Pick up the blog post on health care reform right after its last sentence and keep going in the same voice.

### Text under study

My Precious Thoughts Manifested into Not So Precious Words

*******Disclaimer******







My name is Keith Evans and this is my blog. I re-iterate, MY blog. You may be immensely entertained by the things I write. You may also be disgusted and angered beyond beliefe by the things I right. I am honored to ignite emotion inside of you either way. All I ask is that if you criticize, have a point. If you are showering me with compliments, then no point is needed. Enjoy.





























Wednesday, March 24, 2010

A Big Fucking Deal. . . .

"Don't get sick, and if you do get sick, die quickly." Rep. Alan Grayson (D-Fla.), summing up the Republican health care plan


That qoute pretty much sums up my own personal health care plan since I was 16. Everybody thought i was stupid and careless. 16 years later, I'm still here.

So, ok, this whole healthcare reform is a big whup with everybody, I, personally, don't even see why. I often feel like everything rich white christians complain about is blown out of proportion. They just sort of have a history of doing that. Not to say that poor black atheist don't, or even middle class chinese muslims. Whoever/whatever you are, if you have a complaint, and enough resources, chances are, we'd never hear the end of it. Hell, I'm the same way, I guess, but this issue has been personally blown out of proportion in my opinion. I mean, it's not like it's the War or anything right?

Here's my standpoint, and this is all based on the fact that I don't even feel the need to have every little fucking detailed fact about the matter.
The main arguemnt I hear against the whole healthcare issue is about how un-constitutional it is. To that I say, who gives a shit. We've been doing un-constitutional shit for years. Most of Republicans previous beefs and gripes have been about shit they didn't want us to do, but we're, by law, allowed to do based on the constitution. So my question would be, what does it matter if this (which seems to be a noble cause)is un-constitutional or not? The whole "changing things around so the Gov't can spy on us" act was un-constitutional, yet the repubs kept assuring us it was for our own good and saftey. Ok, but healthcare isn't?

Another issue I've heard is about how it's unfair to force us to have health insurance. Apparently, this means that once it's super official, it will be "illegal" to NOT have insurance, and apparently, that's bad. Uhm, I didn't hear all this crying when we were forced to have car insurance. Where were all the protesters when they forced us to where seat belts? It's the same premise, but "apparently" those slipped through the cracks. Isn't it blatantly hypocritical to go ape shit over the president making something a requirement when you didn't even give a shit about other things being made a requirement under the same rhyme and reason? I mean, by all technicalities, anytime somebody makes ANY new rule or law at all, doesn't it always infringe on your freedom to not do it?

######
### Given records

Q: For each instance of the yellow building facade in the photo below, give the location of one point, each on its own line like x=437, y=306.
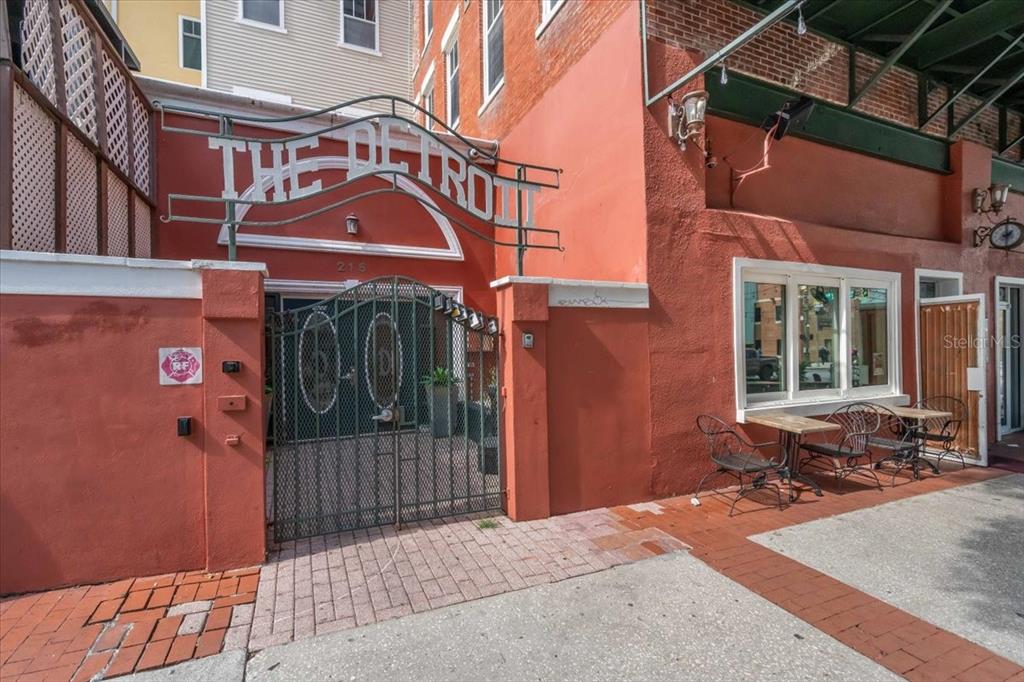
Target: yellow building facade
x=166, y=35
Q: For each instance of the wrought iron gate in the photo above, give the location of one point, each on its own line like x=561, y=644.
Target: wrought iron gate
x=385, y=409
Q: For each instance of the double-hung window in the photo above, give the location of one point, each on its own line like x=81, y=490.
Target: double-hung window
x=269, y=13
x=189, y=43
x=359, y=26
x=428, y=20
x=494, y=46
x=810, y=334
x=452, y=83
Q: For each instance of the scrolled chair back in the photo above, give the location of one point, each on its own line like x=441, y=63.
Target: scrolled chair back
x=857, y=422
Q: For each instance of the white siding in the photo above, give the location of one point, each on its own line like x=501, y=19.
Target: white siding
x=307, y=60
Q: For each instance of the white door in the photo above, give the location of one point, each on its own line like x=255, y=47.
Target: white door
x=953, y=352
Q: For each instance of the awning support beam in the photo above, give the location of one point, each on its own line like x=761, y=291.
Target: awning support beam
x=964, y=88
x=899, y=51
x=768, y=20
x=992, y=97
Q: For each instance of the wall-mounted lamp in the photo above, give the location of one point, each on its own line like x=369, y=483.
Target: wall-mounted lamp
x=995, y=196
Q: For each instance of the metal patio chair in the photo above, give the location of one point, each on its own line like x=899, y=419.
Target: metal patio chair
x=942, y=432
x=847, y=452
x=897, y=437
x=737, y=457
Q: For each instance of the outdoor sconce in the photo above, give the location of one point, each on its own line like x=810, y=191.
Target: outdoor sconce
x=996, y=196
x=686, y=119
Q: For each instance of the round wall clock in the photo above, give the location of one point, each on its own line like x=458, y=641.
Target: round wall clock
x=1008, y=235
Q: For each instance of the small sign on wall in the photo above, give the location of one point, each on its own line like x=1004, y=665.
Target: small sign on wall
x=180, y=366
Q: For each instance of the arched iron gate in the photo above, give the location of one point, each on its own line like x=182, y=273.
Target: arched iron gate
x=385, y=409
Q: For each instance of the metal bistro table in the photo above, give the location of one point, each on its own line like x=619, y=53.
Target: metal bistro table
x=919, y=416
x=792, y=429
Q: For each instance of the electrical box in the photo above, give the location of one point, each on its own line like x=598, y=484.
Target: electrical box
x=184, y=426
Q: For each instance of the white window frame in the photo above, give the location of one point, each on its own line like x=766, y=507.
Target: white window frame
x=181, y=43
x=428, y=6
x=547, y=13
x=448, y=84
x=280, y=27
x=377, y=30
x=484, y=50
x=816, y=401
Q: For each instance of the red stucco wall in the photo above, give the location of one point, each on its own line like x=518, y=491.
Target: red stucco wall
x=94, y=484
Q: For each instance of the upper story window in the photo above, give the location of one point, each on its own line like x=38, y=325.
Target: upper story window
x=269, y=13
x=428, y=20
x=494, y=46
x=452, y=83
x=807, y=334
x=189, y=43
x=359, y=25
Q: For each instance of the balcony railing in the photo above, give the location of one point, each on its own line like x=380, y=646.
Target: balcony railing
x=76, y=136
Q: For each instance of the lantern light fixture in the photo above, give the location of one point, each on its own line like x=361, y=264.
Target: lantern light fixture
x=995, y=196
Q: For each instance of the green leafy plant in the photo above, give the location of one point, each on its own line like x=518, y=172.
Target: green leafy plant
x=441, y=376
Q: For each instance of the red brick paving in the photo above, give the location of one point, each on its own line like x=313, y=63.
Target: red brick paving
x=102, y=631
x=900, y=641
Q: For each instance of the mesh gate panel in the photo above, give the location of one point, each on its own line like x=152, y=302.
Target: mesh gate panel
x=82, y=236
x=385, y=411
x=117, y=216
x=34, y=177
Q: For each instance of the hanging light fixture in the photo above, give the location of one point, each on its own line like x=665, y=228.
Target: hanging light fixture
x=352, y=223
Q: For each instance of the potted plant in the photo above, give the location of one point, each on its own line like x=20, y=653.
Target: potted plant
x=439, y=385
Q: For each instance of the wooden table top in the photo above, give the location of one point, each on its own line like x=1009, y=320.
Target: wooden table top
x=919, y=414
x=792, y=423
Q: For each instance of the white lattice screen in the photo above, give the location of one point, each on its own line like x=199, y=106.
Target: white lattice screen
x=143, y=246
x=116, y=101
x=117, y=216
x=37, y=47
x=80, y=83
x=140, y=133
x=81, y=237
x=35, y=175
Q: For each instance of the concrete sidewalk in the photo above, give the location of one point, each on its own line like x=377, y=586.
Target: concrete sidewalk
x=951, y=558
x=669, y=617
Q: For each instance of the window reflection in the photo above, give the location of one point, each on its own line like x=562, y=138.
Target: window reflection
x=818, y=336
x=764, y=337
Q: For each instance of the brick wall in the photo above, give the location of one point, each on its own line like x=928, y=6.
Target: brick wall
x=532, y=64
x=814, y=66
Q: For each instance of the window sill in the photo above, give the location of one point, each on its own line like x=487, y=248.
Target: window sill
x=820, y=406
x=276, y=28
x=547, y=19
x=358, y=48
x=491, y=97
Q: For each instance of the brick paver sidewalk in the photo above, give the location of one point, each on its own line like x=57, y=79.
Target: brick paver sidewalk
x=306, y=588
x=101, y=631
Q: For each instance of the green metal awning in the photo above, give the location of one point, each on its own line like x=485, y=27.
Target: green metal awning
x=972, y=46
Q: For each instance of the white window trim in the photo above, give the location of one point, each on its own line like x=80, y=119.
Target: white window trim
x=448, y=90
x=427, y=33
x=359, y=48
x=547, y=15
x=181, y=43
x=815, y=401
x=280, y=28
x=488, y=96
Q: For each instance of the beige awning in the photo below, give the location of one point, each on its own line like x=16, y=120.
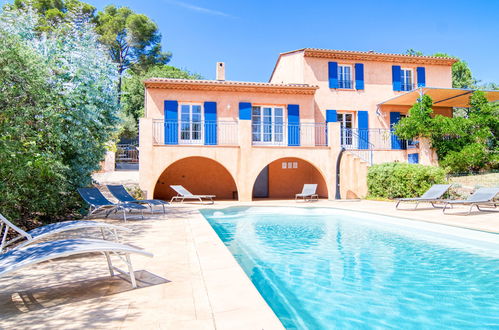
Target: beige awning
x=442, y=97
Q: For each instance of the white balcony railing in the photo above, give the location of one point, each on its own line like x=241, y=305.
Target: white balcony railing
x=195, y=133
x=284, y=134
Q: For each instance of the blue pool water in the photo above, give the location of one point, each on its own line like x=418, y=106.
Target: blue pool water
x=322, y=268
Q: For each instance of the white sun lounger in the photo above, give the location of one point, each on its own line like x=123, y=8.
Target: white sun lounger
x=432, y=196
x=308, y=193
x=25, y=256
x=121, y=194
x=483, y=197
x=34, y=235
x=183, y=194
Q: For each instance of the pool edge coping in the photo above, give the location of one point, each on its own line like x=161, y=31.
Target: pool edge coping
x=255, y=313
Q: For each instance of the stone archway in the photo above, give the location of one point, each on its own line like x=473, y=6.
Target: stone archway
x=286, y=176
x=199, y=175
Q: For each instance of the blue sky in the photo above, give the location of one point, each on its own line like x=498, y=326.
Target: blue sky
x=249, y=35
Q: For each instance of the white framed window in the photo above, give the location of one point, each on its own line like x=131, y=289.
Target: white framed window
x=345, y=76
x=406, y=79
x=346, y=120
x=191, y=128
x=268, y=125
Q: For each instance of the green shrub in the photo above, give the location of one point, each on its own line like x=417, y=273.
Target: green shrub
x=471, y=158
x=399, y=180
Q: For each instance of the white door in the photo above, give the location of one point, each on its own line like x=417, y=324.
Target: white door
x=346, y=123
x=267, y=125
x=191, y=124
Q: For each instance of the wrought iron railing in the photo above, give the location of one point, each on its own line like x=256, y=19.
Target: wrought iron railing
x=195, y=132
x=127, y=153
x=356, y=142
x=287, y=134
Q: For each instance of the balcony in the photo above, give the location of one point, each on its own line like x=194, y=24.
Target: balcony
x=286, y=134
x=283, y=134
x=224, y=133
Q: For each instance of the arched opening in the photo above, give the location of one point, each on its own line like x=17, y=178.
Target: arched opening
x=199, y=175
x=285, y=177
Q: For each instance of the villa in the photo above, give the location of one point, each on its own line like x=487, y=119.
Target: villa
x=246, y=140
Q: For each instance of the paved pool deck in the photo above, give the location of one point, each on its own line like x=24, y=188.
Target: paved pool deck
x=192, y=282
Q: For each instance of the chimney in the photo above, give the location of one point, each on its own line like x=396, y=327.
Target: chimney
x=220, y=71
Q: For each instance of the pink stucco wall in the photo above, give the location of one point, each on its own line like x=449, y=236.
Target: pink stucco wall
x=227, y=102
x=377, y=81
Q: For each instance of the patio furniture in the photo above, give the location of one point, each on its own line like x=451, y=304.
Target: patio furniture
x=98, y=202
x=123, y=196
x=308, y=193
x=43, y=232
x=432, y=196
x=25, y=256
x=483, y=197
x=183, y=194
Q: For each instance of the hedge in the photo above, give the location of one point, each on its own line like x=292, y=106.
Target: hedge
x=400, y=180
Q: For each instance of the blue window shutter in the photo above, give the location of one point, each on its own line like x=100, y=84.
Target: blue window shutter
x=293, y=125
x=244, y=111
x=359, y=76
x=333, y=74
x=210, y=123
x=421, y=76
x=363, y=123
x=331, y=116
x=396, y=77
x=397, y=144
x=413, y=158
x=171, y=122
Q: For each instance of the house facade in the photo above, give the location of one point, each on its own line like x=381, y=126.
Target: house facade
x=246, y=140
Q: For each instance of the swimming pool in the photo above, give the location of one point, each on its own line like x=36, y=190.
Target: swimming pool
x=321, y=268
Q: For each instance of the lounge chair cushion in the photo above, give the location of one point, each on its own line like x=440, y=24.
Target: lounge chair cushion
x=32, y=254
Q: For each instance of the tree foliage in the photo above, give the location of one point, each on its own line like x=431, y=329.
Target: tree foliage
x=53, y=12
x=467, y=143
x=133, y=87
x=58, y=112
x=133, y=39
x=401, y=180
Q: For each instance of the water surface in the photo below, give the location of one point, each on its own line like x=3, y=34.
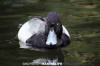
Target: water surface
x=80, y=17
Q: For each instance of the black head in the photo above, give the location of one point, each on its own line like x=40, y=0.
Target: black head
x=53, y=22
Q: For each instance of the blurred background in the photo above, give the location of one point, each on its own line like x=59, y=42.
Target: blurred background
x=80, y=17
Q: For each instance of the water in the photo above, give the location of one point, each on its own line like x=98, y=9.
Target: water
x=82, y=23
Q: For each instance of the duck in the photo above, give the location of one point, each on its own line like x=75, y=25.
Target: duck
x=46, y=33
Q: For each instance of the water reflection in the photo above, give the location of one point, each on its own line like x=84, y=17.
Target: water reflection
x=53, y=57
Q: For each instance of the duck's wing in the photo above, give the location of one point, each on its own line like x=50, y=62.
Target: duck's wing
x=65, y=31
x=31, y=27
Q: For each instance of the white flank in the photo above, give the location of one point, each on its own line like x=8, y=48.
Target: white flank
x=33, y=26
x=52, y=38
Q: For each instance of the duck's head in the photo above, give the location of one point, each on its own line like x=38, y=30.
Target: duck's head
x=53, y=28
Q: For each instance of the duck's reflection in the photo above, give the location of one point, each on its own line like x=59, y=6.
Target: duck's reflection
x=53, y=57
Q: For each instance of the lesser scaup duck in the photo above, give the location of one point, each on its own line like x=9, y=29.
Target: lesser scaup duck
x=45, y=32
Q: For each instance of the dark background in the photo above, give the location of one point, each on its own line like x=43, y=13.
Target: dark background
x=80, y=17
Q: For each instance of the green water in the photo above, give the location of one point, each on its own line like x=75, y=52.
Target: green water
x=80, y=17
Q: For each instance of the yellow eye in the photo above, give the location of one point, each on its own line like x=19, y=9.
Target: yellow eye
x=57, y=24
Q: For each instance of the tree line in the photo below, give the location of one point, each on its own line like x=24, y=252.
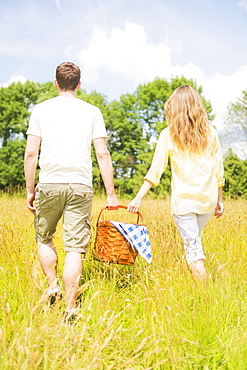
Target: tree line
x=133, y=123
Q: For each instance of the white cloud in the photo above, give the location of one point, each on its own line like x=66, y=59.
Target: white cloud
x=126, y=53
x=58, y=4
x=12, y=79
x=223, y=90
x=243, y=4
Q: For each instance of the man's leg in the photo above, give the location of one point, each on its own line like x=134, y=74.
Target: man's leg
x=48, y=260
x=71, y=277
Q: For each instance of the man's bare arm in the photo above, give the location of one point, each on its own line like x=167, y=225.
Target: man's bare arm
x=30, y=165
x=106, y=170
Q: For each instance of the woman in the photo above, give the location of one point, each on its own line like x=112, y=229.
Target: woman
x=197, y=171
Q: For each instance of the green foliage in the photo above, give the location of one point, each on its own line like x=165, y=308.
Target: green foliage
x=16, y=101
x=133, y=124
x=130, y=317
x=11, y=164
x=236, y=176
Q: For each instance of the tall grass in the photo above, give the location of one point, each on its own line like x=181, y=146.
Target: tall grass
x=131, y=317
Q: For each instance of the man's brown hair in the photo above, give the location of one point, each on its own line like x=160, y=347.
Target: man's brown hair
x=68, y=76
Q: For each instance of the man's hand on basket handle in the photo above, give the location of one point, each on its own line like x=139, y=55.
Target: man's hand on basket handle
x=112, y=202
x=134, y=205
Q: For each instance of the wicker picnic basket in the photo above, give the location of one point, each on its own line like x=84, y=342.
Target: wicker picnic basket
x=110, y=245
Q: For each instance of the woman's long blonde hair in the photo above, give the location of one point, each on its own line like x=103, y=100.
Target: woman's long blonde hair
x=187, y=119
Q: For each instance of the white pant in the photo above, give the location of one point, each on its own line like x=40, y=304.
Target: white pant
x=190, y=228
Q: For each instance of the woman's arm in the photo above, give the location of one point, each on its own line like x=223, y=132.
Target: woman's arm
x=136, y=202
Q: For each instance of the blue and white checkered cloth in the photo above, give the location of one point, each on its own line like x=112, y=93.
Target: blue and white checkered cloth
x=137, y=236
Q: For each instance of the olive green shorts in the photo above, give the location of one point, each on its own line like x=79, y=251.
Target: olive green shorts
x=72, y=203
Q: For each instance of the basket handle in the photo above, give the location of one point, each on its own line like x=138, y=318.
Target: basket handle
x=139, y=214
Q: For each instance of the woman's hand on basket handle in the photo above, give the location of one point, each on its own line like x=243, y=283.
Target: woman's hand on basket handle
x=134, y=205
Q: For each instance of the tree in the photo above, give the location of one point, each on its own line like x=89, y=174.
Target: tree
x=16, y=102
x=11, y=164
x=235, y=171
x=237, y=116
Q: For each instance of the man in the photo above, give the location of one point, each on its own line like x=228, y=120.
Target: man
x=65, y=127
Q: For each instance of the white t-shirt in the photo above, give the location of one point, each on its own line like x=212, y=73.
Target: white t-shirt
x=67, y=127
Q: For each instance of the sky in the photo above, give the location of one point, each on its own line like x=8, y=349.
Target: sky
x=120, y=44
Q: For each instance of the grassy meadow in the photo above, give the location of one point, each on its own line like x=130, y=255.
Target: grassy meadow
x=139, y=317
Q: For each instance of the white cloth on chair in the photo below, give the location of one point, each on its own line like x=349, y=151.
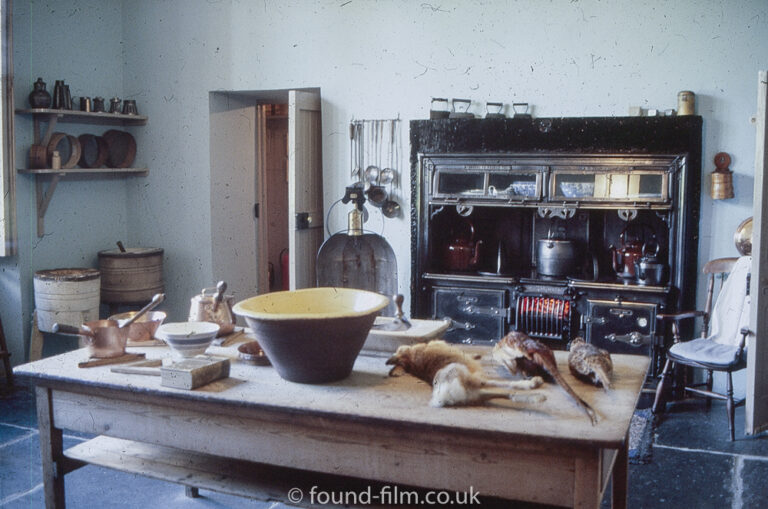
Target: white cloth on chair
x=731, y=310
x=729, y=315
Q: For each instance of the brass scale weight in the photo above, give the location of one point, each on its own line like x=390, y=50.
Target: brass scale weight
x=722, y=178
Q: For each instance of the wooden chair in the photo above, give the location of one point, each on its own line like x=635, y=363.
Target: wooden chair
x=5, y=356
x=723, y=335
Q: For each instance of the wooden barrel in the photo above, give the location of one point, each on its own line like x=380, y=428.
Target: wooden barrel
x=132, y=276
x=67, y=296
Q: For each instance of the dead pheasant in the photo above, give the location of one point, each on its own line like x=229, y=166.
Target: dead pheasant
x=590, y=363
x=520, y=353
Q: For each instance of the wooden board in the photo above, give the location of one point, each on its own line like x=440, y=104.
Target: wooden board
x=194, y=372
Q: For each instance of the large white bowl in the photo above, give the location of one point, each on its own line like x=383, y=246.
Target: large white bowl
x=188, y=339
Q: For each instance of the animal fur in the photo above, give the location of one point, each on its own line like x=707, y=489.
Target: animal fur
x=590, y=363
x=457, y=377
x=520, y=353
x=456, y=385
x=424, y=360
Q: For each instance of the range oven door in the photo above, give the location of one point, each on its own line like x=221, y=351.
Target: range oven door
x=478, y=316
x=621, y=327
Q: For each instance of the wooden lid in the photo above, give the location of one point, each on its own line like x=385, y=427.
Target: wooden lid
x=131, y=252
x=67, y=274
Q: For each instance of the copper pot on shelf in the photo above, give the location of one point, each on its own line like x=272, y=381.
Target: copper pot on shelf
x=462, y=253
x=623, y=258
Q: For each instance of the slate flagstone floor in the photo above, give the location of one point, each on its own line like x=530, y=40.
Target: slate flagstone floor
x=693, y=465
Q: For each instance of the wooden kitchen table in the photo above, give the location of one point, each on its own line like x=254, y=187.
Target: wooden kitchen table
x=257, y=435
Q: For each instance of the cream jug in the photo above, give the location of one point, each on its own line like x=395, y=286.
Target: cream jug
x=213, y=306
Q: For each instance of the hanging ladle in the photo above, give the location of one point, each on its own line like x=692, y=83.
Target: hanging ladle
x=390, y=209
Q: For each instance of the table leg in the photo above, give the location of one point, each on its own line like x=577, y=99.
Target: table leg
x=51, y=450
x=620, y=477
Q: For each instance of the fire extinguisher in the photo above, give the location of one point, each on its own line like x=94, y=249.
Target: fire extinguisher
x=284, y=273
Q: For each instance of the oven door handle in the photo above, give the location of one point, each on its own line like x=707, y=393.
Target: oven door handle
x=633, y=338
x=471, y=309
x=454, y=325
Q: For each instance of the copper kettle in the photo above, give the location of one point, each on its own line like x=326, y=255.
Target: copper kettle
x=213, y=306
x=625, y=256
x=462, y=253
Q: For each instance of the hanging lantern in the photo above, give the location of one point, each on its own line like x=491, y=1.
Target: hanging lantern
x=358, y=259
x=722, y=178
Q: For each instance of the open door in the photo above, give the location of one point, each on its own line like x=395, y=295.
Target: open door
x=756, y=416
x=305, y=187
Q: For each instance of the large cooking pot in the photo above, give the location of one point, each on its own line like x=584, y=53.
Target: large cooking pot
x=556, y=257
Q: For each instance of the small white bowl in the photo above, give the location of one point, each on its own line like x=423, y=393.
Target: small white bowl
x=188, y=339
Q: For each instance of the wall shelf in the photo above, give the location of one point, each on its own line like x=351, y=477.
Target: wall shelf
x=86, y=117
x=52, y=176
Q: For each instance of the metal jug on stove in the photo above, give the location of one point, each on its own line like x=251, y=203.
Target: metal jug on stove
x=462, y=253
x=625, y=256
x=213, y=306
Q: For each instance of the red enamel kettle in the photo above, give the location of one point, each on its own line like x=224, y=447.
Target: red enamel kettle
x=625, y=256
x=462, y=252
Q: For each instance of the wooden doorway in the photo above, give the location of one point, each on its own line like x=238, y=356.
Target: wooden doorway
x=272, y=213
x=258, y=190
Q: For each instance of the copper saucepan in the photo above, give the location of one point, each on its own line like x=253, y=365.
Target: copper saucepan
x=107, y=338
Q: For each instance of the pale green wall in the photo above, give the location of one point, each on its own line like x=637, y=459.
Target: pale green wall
x=374, y=59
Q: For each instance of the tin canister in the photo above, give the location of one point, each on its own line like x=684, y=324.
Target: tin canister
x=686, y=103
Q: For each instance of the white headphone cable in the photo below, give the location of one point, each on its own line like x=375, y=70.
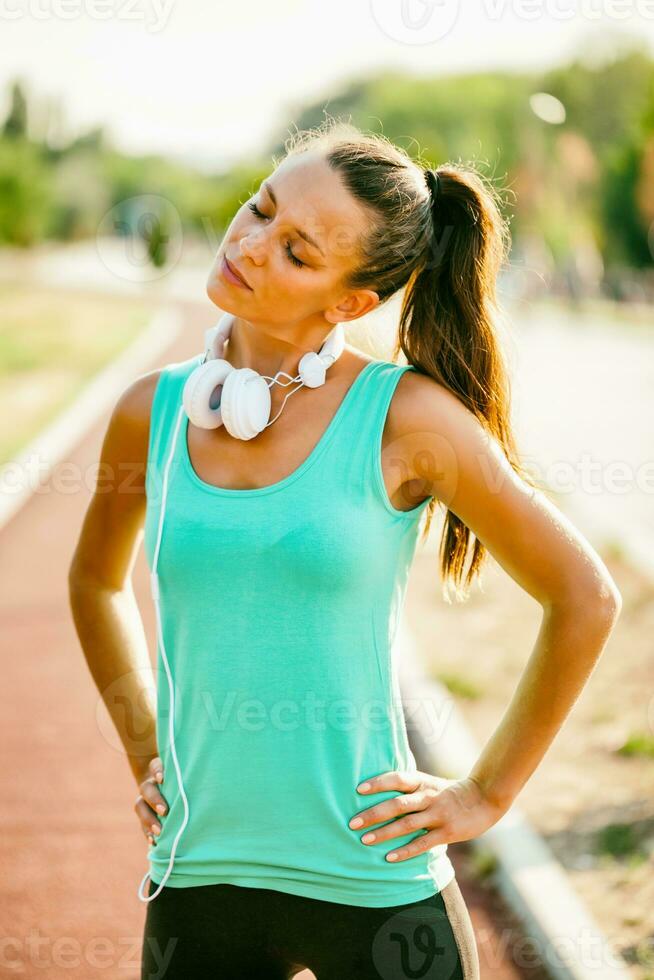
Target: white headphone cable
x=154, y=582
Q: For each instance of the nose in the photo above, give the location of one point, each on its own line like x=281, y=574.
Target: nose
x=252, y=246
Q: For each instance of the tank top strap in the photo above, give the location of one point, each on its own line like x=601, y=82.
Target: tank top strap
x=166, y=402
x=362, y=431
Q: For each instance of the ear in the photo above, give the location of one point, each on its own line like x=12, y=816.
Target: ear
x=355, y=304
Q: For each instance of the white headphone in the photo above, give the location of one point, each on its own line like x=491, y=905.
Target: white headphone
x=244, y=409
x=244, y=403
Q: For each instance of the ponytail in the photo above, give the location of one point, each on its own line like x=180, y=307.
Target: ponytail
x=441, y=235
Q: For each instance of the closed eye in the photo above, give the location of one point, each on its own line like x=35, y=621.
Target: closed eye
x=294, y=259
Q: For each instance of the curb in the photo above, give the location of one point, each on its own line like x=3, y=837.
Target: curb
x=21, y=477
x=529, y=877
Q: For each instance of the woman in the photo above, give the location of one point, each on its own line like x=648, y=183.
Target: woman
x=288, y=824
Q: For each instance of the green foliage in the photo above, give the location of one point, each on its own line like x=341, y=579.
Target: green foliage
x=584, y=180
x=459, y=685
x=638, y=744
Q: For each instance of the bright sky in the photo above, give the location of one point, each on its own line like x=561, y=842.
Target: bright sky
x=208, y=81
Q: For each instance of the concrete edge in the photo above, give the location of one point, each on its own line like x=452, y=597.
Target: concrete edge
x=22, y=476
x=530, y=878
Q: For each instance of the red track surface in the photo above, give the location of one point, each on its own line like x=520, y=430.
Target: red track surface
x=72, y=851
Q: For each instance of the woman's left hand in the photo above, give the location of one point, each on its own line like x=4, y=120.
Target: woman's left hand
x=448, y=809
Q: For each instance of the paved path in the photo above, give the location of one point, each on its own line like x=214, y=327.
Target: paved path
x=72, y=851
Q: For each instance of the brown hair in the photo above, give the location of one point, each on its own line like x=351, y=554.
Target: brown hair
x=448, y=256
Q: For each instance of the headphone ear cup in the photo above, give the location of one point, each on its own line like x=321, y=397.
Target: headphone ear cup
x=246, y=403
x=203, y=392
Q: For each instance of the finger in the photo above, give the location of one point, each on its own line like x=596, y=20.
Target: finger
x=156, y=769
x=148, y=818
x=400, y=779
x=150, y=792
x=398, y=806
x=410, y=824
x=421, y=844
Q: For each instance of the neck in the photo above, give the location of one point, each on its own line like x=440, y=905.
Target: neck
x=250, y=346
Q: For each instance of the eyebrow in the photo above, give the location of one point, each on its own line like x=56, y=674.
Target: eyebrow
x=301, y=233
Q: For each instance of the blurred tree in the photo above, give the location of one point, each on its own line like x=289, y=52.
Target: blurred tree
x=15, y=124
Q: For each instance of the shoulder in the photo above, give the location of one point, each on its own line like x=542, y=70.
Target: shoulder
x=133, y=409
x=421, y=402
x=425, y=415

######

**Reply to the task**
It's hilarious to me how when the wealthy, good christian population get pissed, they make the riots and other hoopla of the Civil Rights movement look like bad kids at a daycare. Bricks through windows? Really? Let's take it old school and bring back racism (well, it really never left, but you know what I mean.). Shame on the democrats actually, for not having the notion to break out the water hoses and dogs. I mean, when a large group of hostile people get together, those ARE the necessary tools right? Or is it different when you have $2,000 suits or expensive botox treatments rather than hippie clothes or non white skin?

I also find it hilarious that people are now reverting back to the whole Obama is Hitler thing. If I'm not mistaken, unless back in the '30s a concentration camp was a hospital, Barack isn't Hitler. I mean, such a serious accussation from the group of people who fully, without fail, supported Bush. It's cute really. I just recently saw an episode of a reality show called Pretty Wild, about 3 girls with nice tits and 12 year old faces who are rich and are under the assumption that they are the next Kardashian Clan. They all have distinct personalities, you know, like Spice Girls. One is in court every episode because she's a suburban bad ass. The other is always on a date or whining about a dude, which makes her the whore I guess. Then the youngest one (I think, again, they all look 12 with nice tits) is the tantrum throwing one. The mother gets them all together and announces that they are gonna move closer to L.A., which is probably, at the most, about a half an hour from where they live now. The two girls are like, ok, whatever, who gives a shit. The youngest breaks down almost immediately. No transition in the midst of asking questions. Not even a valid reason WHY she's upset. Just immediate and intense response of "I can't believe you're doing this to me" in the highest schreeching, Sweet 16 tantrum like voice. Face contorted to Precious like ugly status. Tear ducts with the power to drown an entire sinful city. All this from a little girl who already gets everything she wants anyway. And to me? That is what the Republicans look like. Tantrum throwing little big tittied bitches who can't have their way.
Nuff Said


Jenna Fischer
aka
"Pam"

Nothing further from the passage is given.